+++ DOCUMENT SECTION +++

Campbell's is a name almost synonymous with this particular style of sticky fortified wine, especially their legendary Rutherglen Muscat (17.5% abv - £13.99 Direct Wine Shipments and generally available in many specialist shops). Probably even sweeter than the tawny, with around 190 grams per litre residual sugar, this had a full-on cooked sultana and marmalade nose, very sweet and lush palate with treacly vs aromatic fruity flavours, the Muscat character does come through all that in the end lending a fruitier, dare I say 'fresher' side. The chilli chocolate worked well giving it a bit of bite; and similarly, the ginger choc also fought back! Was a bit weird with the sea salt one though.
Carrying on with the intense sticky theme, Sherry country in southwestern Spain is responsible for a variety of tasty styles of this fortified aged wine, from very dry (Fino, Manzanilla) to super sweet, such as Gonzalez Byass' extraordinary Matusalem (20.5% abv). Their press blurb describes it thus: "Matusalem is a premium cream sherry aged for 30 years in the Gonzalez Byass bodega in Jerez, Andalucia. Fine Oloroso sherry is blended with Pedro Ximenez (that's a variety not some bloke who works there, whose bunches are dried out lying on mats after picking, massively concentrating the natural sugar) and aged in American oak barrels where the flavours and aromas concentrate."

+++ GIVEN INFORMATION +++

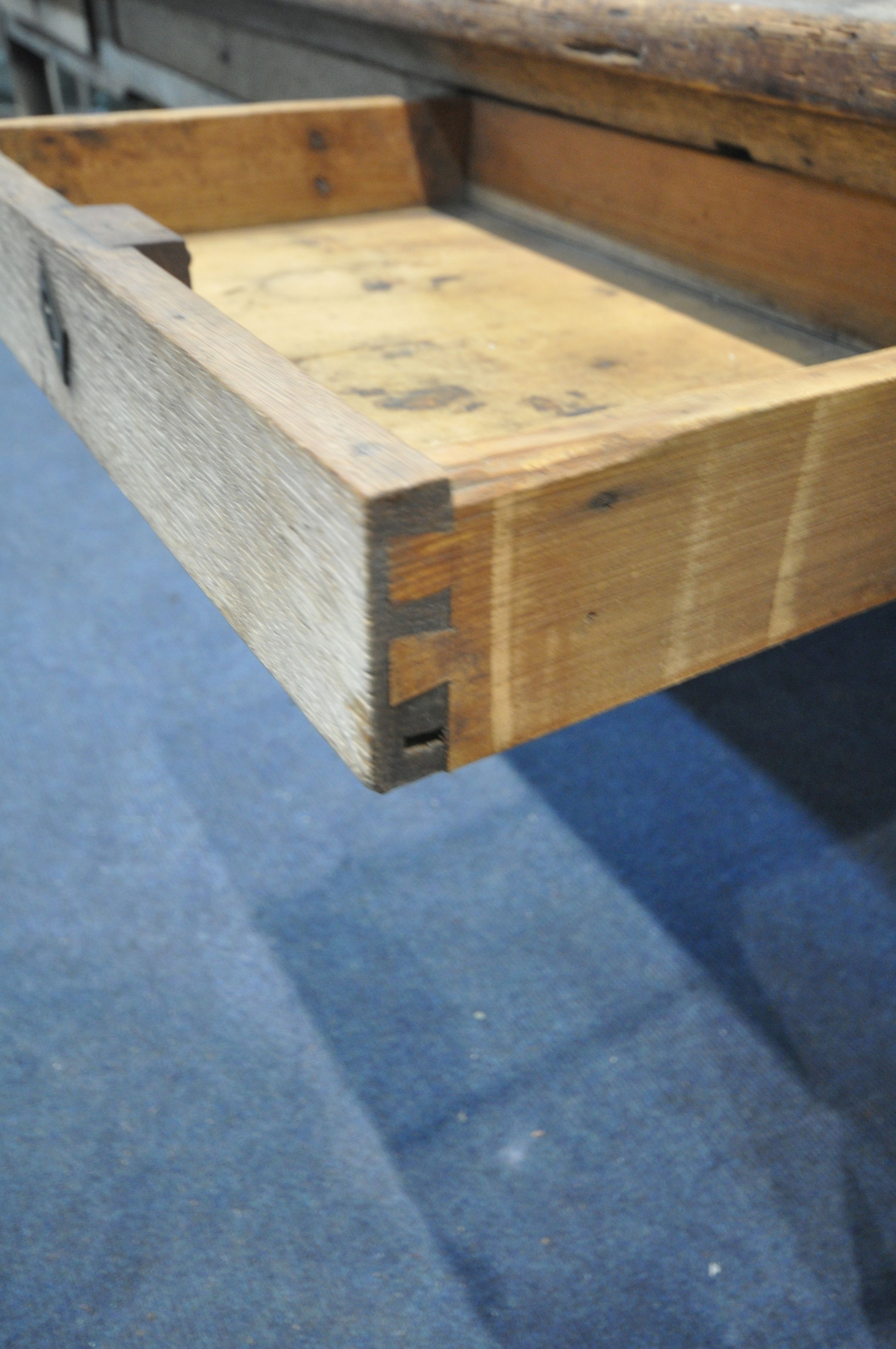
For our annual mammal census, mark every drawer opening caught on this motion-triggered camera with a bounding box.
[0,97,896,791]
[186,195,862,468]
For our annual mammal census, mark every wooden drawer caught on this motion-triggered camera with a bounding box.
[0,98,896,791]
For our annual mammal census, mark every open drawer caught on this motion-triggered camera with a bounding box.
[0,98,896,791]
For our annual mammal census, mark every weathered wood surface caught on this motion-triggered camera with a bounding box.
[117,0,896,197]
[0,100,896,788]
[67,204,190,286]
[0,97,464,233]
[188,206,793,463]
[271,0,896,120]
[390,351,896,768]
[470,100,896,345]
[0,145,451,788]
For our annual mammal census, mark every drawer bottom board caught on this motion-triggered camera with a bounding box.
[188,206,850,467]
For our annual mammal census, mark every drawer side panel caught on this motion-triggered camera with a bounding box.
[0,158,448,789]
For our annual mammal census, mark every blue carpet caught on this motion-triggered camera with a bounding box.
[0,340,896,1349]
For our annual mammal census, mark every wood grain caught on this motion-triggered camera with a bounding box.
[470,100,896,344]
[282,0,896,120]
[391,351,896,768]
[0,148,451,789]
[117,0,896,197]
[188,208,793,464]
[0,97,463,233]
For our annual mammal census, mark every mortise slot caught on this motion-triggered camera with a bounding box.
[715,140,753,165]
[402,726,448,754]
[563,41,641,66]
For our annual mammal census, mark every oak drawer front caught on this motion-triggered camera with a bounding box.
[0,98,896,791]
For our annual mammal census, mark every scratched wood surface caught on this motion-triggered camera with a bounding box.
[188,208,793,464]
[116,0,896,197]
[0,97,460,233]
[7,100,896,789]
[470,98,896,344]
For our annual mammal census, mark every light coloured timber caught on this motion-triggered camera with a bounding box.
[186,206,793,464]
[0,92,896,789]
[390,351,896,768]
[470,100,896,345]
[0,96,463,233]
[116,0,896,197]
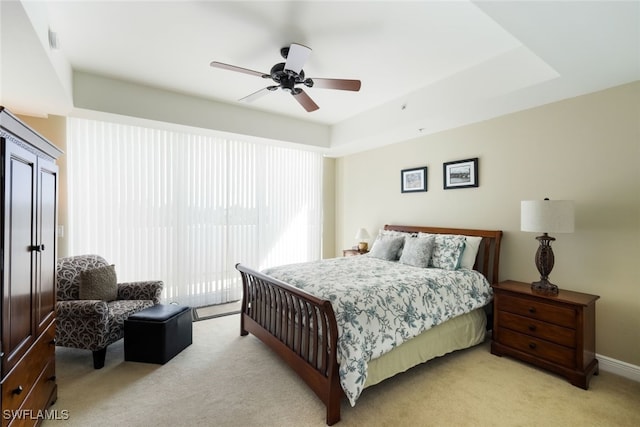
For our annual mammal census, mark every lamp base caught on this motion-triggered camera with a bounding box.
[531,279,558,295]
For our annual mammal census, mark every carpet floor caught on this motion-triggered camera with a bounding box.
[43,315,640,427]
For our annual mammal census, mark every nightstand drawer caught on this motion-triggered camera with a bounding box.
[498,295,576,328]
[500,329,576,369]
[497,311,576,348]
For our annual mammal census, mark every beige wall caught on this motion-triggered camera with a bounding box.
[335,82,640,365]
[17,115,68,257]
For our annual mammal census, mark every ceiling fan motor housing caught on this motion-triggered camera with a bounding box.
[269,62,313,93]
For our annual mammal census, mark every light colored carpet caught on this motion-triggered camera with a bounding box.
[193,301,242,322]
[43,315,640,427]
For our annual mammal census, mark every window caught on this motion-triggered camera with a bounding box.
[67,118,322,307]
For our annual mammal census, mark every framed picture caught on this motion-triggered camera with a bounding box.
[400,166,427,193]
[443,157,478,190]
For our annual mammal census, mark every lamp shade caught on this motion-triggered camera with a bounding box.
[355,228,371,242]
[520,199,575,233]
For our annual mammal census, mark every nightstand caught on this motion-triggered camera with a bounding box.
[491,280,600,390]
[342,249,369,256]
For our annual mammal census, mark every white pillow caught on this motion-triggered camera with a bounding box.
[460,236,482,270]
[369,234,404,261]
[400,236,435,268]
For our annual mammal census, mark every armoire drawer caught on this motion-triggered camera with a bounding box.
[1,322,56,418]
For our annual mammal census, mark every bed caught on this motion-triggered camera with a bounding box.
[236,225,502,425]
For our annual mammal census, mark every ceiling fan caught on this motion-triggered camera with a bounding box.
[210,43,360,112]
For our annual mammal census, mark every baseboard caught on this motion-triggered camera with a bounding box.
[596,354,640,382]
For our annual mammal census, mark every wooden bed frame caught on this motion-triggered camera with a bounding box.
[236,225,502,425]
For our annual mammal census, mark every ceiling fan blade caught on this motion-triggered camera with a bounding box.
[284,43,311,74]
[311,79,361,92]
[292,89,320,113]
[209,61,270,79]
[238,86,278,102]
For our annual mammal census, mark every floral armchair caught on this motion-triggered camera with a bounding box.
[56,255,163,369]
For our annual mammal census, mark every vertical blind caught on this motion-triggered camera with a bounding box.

+++
+++ GIVEN INFORMATION +++

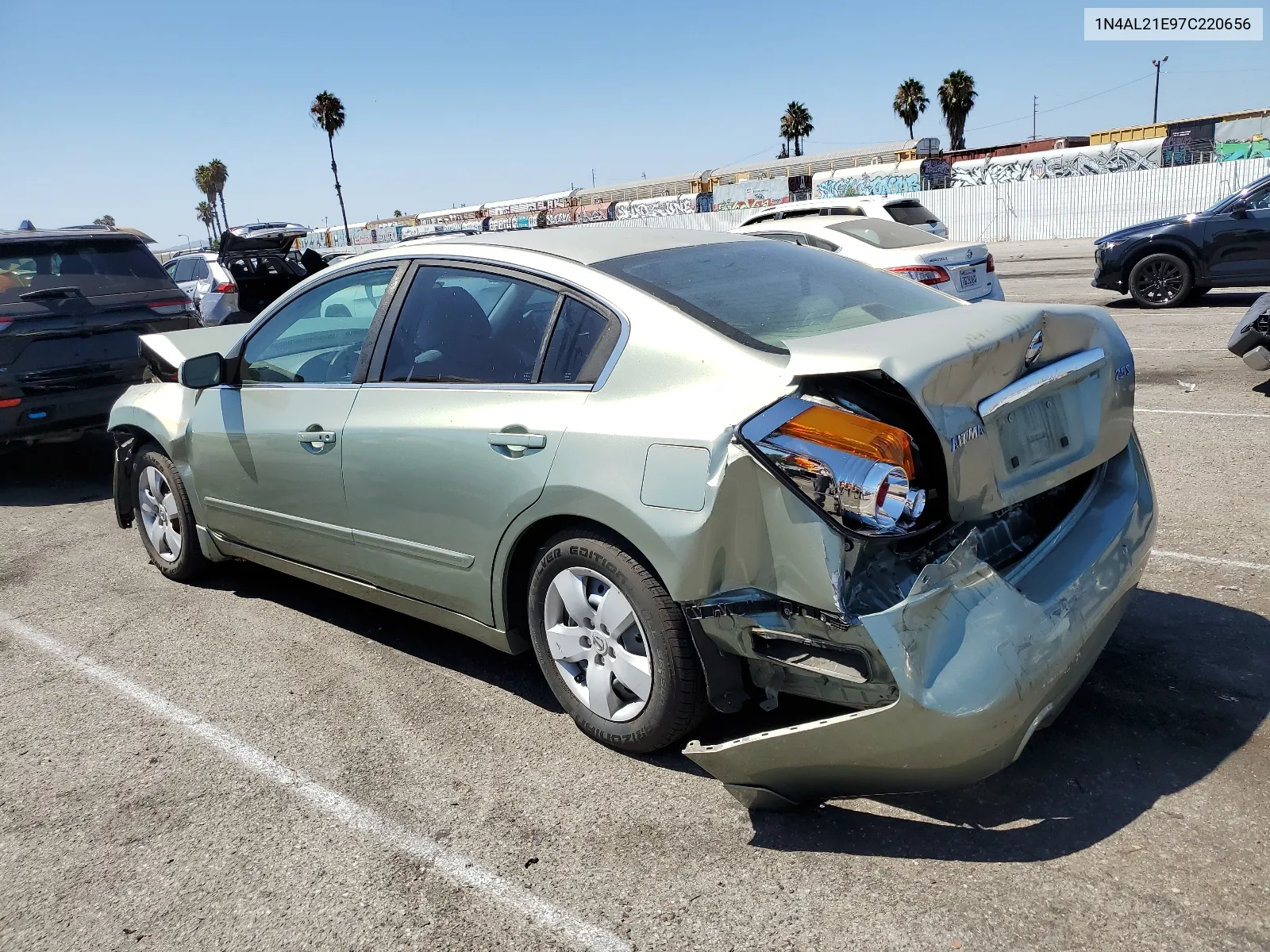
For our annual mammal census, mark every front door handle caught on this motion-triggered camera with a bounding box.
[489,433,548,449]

+++
+++ GIVEN INFORMATION +++

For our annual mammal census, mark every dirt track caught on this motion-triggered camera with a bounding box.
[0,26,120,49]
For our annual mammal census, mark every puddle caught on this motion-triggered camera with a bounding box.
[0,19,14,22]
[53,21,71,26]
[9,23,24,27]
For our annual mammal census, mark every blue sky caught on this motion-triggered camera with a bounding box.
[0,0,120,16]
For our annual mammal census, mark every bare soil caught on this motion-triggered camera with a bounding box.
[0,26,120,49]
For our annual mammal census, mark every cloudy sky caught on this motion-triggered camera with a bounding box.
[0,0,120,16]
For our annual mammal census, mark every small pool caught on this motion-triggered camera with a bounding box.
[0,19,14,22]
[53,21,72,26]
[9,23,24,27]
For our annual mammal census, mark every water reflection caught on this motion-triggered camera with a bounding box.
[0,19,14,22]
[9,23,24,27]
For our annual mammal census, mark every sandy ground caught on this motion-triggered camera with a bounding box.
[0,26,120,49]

+++

REQUIRED TASK 1.
Print the passage on sweet fortified wines above, from "Campbell's is a" up to and including "salt one though.".
REQUIRED TASK 2.
Which flavors of chocolate does the passage on sweet fortified wines say were tried with the Rutherglen Muscat? List every one.

COMPLETE OUTPUT 1.
Campbell's is a name almost synonymous with this particular style of sticky fortified wine, especially their legendary Rutherglen Muscat (17.5% abv - £13.99 Direct Wine Shipments and generally available in many specialist shops). Probably even sweeter than the tawny, with around 190 grams per litre residual sugar, this had a full-on cooked sultana and marmalade nose, very sweet and lush palate with treacly vs aromatic fruity flavours, the Muscat character does come through all that in the end lending a fruitier, dare I say 'fresher' side. The chilli chocolate worked well giving it a bit of bite; and similarly, the ginger choc also fought back! Was a bit weird with the sea salt one though.

COMPLETE OUTPUT 2.
- Chilli
- Ginger
- Sea salt